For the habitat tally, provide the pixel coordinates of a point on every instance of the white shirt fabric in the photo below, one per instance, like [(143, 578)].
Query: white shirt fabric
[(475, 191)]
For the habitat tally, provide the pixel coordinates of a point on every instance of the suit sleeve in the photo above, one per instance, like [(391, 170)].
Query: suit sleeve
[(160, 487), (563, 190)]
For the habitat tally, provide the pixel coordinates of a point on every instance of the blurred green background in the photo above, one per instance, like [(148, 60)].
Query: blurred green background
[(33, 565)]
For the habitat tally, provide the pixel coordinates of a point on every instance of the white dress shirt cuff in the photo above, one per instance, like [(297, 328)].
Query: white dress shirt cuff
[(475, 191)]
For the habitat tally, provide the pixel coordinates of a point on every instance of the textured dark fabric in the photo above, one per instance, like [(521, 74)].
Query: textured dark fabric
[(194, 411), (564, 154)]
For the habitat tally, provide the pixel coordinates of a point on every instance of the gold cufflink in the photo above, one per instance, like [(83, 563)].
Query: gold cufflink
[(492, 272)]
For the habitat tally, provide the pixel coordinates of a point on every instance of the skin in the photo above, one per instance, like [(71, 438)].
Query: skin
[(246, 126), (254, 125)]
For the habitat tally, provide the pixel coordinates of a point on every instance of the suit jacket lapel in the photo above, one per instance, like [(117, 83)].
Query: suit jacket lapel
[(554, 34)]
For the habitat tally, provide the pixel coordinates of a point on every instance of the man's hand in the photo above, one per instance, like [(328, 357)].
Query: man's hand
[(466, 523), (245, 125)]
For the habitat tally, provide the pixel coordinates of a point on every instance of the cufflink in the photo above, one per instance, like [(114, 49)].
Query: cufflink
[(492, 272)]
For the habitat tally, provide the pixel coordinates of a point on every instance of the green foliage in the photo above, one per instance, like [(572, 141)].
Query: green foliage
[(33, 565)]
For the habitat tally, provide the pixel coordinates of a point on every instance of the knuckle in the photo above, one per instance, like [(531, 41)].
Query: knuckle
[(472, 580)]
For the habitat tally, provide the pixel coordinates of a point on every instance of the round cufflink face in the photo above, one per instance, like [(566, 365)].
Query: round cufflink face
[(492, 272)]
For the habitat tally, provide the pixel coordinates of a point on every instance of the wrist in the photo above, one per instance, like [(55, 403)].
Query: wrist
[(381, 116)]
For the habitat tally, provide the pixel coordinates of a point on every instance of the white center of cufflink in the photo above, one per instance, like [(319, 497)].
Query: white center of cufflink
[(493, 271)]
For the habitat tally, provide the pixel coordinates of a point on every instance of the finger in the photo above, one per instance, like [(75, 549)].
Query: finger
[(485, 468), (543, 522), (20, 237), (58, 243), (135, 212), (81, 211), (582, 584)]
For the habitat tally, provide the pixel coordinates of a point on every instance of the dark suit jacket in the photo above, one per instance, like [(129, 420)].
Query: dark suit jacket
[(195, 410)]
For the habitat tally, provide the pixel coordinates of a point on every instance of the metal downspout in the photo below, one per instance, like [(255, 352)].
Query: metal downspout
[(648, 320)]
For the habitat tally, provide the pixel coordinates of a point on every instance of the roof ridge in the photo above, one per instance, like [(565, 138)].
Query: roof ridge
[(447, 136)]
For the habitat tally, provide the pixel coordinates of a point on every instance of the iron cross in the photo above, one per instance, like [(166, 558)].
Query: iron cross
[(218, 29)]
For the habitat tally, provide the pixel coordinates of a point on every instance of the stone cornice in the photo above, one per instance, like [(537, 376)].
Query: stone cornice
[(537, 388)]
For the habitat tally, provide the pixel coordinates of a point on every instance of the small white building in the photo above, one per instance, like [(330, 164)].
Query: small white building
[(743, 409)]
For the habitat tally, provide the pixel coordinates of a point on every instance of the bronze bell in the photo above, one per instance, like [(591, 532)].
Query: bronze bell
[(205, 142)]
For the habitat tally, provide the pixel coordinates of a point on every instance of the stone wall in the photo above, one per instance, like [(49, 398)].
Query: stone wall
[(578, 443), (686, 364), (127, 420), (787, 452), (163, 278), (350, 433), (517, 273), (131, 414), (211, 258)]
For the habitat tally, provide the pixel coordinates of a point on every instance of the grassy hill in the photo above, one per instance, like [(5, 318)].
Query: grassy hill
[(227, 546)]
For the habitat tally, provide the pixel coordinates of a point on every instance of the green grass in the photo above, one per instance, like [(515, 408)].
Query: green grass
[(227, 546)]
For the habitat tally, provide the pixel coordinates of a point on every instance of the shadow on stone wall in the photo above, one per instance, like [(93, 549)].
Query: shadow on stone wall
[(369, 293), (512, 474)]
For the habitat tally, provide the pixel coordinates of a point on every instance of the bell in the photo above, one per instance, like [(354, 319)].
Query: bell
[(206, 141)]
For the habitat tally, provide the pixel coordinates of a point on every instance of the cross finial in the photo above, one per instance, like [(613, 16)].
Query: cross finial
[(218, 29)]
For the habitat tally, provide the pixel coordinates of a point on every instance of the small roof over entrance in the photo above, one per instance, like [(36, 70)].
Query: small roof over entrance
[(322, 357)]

* УСЛОВИЕ ЗАДАНИЯ *
Выпишите заново строки списка, начиная со строки с «like [(297, 328)].» и заканчивая строкой с «[(194, 411), (564, 154)]» включительно, вместе с запросами, и сдвиньте каждую координату в ответах, прибавив к ней 34. Числа в самих запросах и в образцах формата оставьте без изменений.

* ОТВЕТ К ЗАДАНИЮ *
For the habitat tally, provide the pixel coordinates of a point on every instance of the white dress shirt cuff in the photo above, one per instance, like [(297, 328)].
Query: white dress shirt cuff
[(509, 225)]
For the habitat tally, provide the pixel coordinates of a point on every instance of the textured dark fabric in the photo above, one per instance, like [(521, 74)].
Query: textured dark fabric
[(228, 445), (598, 188)]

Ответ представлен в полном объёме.